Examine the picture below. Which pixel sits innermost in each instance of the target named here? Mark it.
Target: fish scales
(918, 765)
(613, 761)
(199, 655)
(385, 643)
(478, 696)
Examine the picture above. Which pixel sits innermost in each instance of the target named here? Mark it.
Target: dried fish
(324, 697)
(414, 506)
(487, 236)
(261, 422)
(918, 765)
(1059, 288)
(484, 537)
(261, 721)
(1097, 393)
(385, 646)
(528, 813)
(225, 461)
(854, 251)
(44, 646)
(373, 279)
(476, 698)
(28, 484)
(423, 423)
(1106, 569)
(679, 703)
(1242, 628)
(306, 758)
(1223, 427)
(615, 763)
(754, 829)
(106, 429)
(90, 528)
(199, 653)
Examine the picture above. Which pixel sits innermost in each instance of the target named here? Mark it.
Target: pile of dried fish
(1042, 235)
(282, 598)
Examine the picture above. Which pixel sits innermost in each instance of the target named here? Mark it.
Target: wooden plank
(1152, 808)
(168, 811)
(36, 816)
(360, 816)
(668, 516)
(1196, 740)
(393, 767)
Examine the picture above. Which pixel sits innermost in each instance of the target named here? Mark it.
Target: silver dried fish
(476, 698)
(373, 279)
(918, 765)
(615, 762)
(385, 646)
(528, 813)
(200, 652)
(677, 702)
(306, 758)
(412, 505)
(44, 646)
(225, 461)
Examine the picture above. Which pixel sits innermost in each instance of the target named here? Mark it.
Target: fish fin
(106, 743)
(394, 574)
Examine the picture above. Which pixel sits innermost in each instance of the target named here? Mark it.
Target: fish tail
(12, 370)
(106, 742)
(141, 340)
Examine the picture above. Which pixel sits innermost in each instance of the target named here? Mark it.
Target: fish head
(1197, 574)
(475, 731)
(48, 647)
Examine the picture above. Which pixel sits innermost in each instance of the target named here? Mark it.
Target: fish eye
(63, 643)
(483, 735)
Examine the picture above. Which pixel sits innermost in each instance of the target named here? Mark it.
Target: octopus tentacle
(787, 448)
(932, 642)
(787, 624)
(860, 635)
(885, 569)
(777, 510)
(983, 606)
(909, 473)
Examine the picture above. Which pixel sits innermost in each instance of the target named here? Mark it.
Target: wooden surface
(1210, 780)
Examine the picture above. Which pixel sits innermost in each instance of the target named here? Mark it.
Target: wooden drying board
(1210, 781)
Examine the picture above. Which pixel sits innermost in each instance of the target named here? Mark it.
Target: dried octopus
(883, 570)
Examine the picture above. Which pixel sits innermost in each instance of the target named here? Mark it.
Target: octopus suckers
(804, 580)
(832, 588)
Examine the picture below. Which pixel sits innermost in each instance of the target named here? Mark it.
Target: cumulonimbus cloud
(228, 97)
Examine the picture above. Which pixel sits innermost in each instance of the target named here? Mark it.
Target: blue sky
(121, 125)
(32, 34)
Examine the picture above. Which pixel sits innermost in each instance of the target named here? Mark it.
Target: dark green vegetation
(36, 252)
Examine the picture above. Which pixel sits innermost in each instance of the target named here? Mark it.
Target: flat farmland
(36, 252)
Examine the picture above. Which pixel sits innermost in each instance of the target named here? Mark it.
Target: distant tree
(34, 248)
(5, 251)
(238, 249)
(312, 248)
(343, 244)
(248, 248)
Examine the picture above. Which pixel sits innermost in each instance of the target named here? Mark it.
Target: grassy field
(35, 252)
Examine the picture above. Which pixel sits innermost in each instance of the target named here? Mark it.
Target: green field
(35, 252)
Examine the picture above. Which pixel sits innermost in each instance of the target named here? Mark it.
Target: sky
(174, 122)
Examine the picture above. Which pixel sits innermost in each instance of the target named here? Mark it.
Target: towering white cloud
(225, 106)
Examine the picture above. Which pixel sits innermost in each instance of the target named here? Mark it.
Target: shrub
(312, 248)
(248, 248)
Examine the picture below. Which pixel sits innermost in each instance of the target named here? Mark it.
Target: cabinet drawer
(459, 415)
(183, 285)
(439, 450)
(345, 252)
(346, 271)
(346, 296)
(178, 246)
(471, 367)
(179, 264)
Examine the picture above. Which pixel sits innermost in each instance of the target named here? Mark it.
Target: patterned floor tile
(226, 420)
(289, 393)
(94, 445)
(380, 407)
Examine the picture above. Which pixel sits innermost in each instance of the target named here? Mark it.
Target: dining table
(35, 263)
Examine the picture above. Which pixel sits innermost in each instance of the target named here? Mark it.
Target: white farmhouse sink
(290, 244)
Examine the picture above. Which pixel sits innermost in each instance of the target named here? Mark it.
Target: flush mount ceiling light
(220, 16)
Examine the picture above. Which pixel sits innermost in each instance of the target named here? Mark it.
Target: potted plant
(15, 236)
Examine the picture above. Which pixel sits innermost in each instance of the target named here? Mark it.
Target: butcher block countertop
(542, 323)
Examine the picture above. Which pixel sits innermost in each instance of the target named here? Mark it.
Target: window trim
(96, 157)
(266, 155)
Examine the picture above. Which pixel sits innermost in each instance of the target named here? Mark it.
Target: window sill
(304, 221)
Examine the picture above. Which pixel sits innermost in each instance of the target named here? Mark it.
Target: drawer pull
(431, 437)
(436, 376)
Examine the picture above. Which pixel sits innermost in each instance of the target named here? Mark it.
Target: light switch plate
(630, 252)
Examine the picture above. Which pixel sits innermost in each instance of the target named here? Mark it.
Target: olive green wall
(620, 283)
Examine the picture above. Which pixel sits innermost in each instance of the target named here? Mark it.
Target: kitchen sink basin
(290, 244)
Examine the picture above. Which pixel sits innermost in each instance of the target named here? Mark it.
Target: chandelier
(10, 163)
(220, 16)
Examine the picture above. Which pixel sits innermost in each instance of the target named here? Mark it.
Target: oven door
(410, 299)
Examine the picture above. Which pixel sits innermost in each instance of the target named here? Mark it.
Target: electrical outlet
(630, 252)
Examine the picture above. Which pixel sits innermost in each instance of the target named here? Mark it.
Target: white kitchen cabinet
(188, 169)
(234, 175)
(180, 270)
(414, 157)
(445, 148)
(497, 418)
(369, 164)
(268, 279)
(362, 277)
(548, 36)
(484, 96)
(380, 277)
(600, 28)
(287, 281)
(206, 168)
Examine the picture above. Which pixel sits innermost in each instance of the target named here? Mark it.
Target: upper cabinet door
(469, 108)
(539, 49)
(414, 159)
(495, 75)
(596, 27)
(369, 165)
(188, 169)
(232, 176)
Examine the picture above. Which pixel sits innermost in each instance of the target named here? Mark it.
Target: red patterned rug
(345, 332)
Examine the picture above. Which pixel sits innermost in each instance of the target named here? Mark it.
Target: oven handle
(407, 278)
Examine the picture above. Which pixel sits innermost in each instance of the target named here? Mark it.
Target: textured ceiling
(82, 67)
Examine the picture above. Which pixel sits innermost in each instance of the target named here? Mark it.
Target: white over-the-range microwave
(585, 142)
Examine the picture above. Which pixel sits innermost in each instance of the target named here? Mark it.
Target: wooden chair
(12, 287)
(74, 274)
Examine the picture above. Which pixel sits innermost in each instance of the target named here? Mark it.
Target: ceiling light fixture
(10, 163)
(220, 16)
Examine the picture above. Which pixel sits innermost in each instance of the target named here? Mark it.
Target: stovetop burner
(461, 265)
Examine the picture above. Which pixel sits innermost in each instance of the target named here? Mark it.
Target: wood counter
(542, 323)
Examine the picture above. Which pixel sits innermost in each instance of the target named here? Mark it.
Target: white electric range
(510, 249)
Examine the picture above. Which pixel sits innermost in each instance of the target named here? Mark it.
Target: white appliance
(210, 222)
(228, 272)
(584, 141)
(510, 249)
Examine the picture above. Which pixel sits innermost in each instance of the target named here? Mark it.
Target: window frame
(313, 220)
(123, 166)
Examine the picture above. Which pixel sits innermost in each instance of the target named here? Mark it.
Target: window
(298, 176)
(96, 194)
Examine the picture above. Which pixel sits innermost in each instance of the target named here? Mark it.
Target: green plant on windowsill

···

WORK REQUIRED:
How many lines of the records contain the word "green"? Give only the number.

WORKED SOLUTION:
4